[TRAVAIL À FAIRE]
(A) D'après l'extrait, quel montant de dommages-intérêts le SNICC réclame-t-il par provision aux sociétés EC de Witt et Sabiluc ?
(B) Recopiez s'il vous plaît le passage de l'extrait allant de « - l'a condamné » à « ainsi qu'aux dépens. », en substituant « frais » à « dépens ».

[EXTRAIT DU TEXTE]
--------

CA Paris, 14e ch. B, 21 janvier 2000, n° 1999-11575

PARIS

Arrêt

PARTIES

Demandeur :

Syndicat National de l'Industrie et du Commerce du Café

Défendeur :

EC de Witt & Company Limited (Sté), Sabiluc (Sté)

COMPOSITION DE LA JURIDICTION

Président :

M. Cuinat

Conseillers :

MM. André, Valette

Avoués :

SCP Lagourgue, Me Cordeau, SCP Varin-Petit

Avocats :

Mes Cren, Bochuberg, Chevret.

T. com. Paris, prés., du 12 mars 1999

12 mars 1999

Le Syndicat National de l'industrie et du commerce du Café - ci-après le SNICC - a relevé appel d'une ordonnance de référé du 12 mars 1999 rendue par le président du Tribunal de commerce de PARIS qui, écartant ses demandes contre la société britannique EC de Witt & Co. Ltd et son distributeur en France, la société Sabiluc, au sujet de la publicité pour leur pâte dentifrice Clinomint lui prêtant la propriété d'enlever les taches laissées sur les dents " par le café, le vin et le tabac " :

- a constaté l'absence de dénigrement ;

- l'a débouté de toutes ses demandes d'interdiction, sous astreinte, de poursuivre la distribution du dentifrice dans les emballages incriminés et de faire paraître des annonces publicitaires relatives au pouvoir tachant du café ;

- l'a condamné à payer à la société EC de Witt & Co. Ltd et a la société Sabiluc, à chacune la somme de 5.000 F au titre de l'article 700 du NCPC, ainsi qu'aux dépens.

Au soutien de son appel, le Syndicat National de l'Industrie et du Commerce du Café conclut par dernières écritures du 16 novembre 1999 en priant la Cour de :

- dire son appel tant recevable que bien fondé ;

- infirmer en toutes ses dispositions l'ordonnance entreprise et, statuant à nouveau :

- dire que les mentions portées sur les emballages du gel commercialisé par la société EC de Witt et distribué par la société Sabiluc, ainsi que les annonces publicitaires consacrées à la promotion du dentifrice Clinomint Plus constituent une publicité dénigrante et de ce fait dommageable, et donc des faits de concurrence déloyale ;

- dire que la poursuite de la diffusion de tels emballages et de telles annonces publicitaires constitue un dommage imminent et un trouble illicite auxquels il convient de mettre fin ;

en conséquence : - interdire à la société EC de Witt de poursuivre la livraison de son gel et à la société Sabiluc la distribution dans les emballages incriminés et ce, sous astreinte de 500 F par infraction constatée ;

- faire défense aux sociétés de EC de Witt et Sabiluc de procéder à la parution d'annonces publicitaires relatives au pouvoir tachant du café et ce sous astreinte de 10.000 F par infraction constatée ;

- désigner tel mandataire de justice, avec mission de procéder à toutes constatations utiles et notamment de rechercher l'importance de la publicité consacrée à la promotion du dentifrice Clinomint Plus ainsi que du gel Clinomint G " spécial fumeurs " faisant état des mentions incriminées, ainsi que celle des ventes réalisées depuis le début de l'année 1998, celle des stocks ainsi que le chiffre d'affaires réalisé tant par la société EC de Witt que la société Sabiluc en France et le bénéfice réalisé ;

- Condamner par provision les sociétés EC de Witt et Sabiluc au paiement de 300.000 F à titre de dommages-intérêts en réparation du préjudice subi par le SNICC ;

- les condamner également au paiement d'une somme de 30.000 F au titre de l'article 700 du NCPC, ainsi qu'aux entiers dépens.

--------

[DONNÉES ENREGISTRÉES]
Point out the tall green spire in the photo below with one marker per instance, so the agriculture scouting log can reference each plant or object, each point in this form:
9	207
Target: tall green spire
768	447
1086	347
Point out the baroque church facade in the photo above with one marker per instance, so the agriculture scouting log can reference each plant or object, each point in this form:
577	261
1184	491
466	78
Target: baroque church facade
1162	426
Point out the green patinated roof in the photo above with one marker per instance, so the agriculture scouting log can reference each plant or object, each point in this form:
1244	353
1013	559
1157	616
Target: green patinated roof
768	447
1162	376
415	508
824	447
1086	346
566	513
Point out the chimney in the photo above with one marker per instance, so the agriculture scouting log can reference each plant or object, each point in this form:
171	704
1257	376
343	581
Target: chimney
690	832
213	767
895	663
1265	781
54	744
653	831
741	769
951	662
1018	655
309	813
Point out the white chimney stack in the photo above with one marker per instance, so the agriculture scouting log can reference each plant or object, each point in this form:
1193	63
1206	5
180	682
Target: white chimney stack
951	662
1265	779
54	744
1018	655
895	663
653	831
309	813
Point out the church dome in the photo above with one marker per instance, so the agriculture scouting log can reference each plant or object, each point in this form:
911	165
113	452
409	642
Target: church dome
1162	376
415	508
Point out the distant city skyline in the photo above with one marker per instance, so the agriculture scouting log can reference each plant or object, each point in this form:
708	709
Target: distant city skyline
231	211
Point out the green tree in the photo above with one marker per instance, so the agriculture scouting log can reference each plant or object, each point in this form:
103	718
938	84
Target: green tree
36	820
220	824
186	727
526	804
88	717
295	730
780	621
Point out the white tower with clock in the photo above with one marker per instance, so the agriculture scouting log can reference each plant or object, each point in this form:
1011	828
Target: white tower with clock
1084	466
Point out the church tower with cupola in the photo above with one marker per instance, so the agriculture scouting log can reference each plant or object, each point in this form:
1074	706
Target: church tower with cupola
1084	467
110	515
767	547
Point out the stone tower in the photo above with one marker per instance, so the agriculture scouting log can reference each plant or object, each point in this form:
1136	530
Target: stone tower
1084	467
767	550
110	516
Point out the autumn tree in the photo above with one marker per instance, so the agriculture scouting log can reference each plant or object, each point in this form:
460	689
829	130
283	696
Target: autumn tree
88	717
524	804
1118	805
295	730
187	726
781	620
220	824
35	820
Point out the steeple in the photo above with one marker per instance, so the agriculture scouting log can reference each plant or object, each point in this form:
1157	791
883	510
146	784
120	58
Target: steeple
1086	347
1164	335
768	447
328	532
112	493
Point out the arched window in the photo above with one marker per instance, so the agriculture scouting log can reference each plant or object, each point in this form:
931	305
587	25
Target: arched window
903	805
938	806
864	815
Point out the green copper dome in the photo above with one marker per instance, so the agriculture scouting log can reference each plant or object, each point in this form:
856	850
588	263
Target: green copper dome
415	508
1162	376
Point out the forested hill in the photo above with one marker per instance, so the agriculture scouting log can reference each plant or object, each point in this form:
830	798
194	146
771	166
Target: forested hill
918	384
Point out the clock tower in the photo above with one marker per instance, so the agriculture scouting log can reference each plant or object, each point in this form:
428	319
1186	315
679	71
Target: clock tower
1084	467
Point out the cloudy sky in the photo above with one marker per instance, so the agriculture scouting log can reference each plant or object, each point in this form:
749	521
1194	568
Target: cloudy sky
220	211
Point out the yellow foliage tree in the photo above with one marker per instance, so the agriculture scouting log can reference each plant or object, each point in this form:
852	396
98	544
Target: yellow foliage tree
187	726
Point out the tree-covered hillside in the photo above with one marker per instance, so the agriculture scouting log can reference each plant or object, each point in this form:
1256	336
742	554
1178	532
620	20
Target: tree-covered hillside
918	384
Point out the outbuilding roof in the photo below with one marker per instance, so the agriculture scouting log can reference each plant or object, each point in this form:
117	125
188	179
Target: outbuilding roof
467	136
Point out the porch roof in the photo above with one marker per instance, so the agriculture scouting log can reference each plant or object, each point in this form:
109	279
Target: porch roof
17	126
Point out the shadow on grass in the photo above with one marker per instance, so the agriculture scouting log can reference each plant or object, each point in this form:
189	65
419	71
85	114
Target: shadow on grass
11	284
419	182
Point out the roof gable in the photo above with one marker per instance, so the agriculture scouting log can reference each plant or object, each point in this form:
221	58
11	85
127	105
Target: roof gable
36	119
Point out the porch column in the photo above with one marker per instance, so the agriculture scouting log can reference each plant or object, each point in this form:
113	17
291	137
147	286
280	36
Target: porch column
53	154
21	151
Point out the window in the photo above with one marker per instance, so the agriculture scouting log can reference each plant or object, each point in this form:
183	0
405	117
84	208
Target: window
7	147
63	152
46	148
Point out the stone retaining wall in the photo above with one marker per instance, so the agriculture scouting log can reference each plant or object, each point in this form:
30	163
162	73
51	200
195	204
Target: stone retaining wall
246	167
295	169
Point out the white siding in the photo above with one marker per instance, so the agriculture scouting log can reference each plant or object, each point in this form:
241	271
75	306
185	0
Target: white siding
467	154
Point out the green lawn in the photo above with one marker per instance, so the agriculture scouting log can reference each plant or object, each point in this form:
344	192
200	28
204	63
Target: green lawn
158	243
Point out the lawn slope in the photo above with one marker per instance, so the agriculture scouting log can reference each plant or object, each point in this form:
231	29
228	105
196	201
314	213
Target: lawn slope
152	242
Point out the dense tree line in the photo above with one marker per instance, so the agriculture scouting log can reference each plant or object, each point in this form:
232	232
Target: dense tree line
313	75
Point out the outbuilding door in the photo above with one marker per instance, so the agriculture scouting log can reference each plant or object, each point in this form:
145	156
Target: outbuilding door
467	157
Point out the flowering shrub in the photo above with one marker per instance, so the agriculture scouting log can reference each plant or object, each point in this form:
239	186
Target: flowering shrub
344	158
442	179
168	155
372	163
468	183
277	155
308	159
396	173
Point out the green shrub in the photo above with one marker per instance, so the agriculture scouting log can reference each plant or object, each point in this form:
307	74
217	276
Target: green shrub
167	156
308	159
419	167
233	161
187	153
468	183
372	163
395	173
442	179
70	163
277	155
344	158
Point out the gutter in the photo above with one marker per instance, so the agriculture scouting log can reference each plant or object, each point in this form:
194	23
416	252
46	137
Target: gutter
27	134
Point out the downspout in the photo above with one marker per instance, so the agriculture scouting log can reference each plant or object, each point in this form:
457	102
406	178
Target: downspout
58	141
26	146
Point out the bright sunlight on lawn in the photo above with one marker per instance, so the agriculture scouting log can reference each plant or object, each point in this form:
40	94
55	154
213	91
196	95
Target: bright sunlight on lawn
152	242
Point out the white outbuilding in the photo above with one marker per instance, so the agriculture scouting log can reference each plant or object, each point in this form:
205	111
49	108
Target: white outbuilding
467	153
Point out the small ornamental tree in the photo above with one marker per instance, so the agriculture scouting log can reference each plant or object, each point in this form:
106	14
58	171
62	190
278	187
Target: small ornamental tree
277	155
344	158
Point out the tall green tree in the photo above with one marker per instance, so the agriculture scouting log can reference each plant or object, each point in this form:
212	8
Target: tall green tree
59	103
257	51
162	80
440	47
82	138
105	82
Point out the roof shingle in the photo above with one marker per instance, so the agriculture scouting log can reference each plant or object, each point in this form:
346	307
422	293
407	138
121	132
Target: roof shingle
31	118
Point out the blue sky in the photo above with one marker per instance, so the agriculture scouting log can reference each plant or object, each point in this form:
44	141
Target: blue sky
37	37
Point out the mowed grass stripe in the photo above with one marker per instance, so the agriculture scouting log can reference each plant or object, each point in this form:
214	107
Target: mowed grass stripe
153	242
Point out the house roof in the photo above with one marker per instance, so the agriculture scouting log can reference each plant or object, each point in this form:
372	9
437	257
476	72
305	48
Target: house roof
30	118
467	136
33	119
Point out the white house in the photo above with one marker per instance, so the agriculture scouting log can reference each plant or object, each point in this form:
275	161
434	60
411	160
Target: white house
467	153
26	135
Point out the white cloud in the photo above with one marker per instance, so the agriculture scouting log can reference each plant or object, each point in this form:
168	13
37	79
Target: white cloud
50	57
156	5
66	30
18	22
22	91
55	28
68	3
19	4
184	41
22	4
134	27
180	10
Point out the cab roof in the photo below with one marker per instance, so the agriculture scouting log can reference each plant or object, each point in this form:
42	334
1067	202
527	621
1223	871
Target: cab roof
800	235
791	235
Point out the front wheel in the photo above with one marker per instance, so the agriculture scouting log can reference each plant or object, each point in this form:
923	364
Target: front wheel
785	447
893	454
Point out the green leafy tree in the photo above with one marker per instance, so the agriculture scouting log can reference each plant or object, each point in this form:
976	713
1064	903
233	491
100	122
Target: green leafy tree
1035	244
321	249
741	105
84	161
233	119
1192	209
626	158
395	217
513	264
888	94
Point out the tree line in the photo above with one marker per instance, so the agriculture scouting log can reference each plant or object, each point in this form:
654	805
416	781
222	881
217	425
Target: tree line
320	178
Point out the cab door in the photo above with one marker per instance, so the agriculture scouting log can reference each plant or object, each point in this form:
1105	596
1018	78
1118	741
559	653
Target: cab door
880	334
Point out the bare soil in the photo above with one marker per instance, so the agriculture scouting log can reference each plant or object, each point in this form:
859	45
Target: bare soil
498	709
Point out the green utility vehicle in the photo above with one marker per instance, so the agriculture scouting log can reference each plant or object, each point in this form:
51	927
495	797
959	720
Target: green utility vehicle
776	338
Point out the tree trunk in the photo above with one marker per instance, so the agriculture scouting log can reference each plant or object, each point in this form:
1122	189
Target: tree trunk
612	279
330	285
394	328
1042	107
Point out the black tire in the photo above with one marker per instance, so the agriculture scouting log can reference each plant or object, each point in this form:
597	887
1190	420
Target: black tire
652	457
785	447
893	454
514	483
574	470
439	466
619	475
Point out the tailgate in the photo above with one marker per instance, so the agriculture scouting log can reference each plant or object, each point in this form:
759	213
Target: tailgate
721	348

--------

[RÉSULTATS PAR TÂCHE]
(A) 300.000 F.

(B)
- l'a condamné à payer à la société EC de Witt & Co. Ltd et a la société Sabiluc, à chacune la somme de 5.000 F au titre de l'article 700 du NCPC, ainsi qu'aux frais.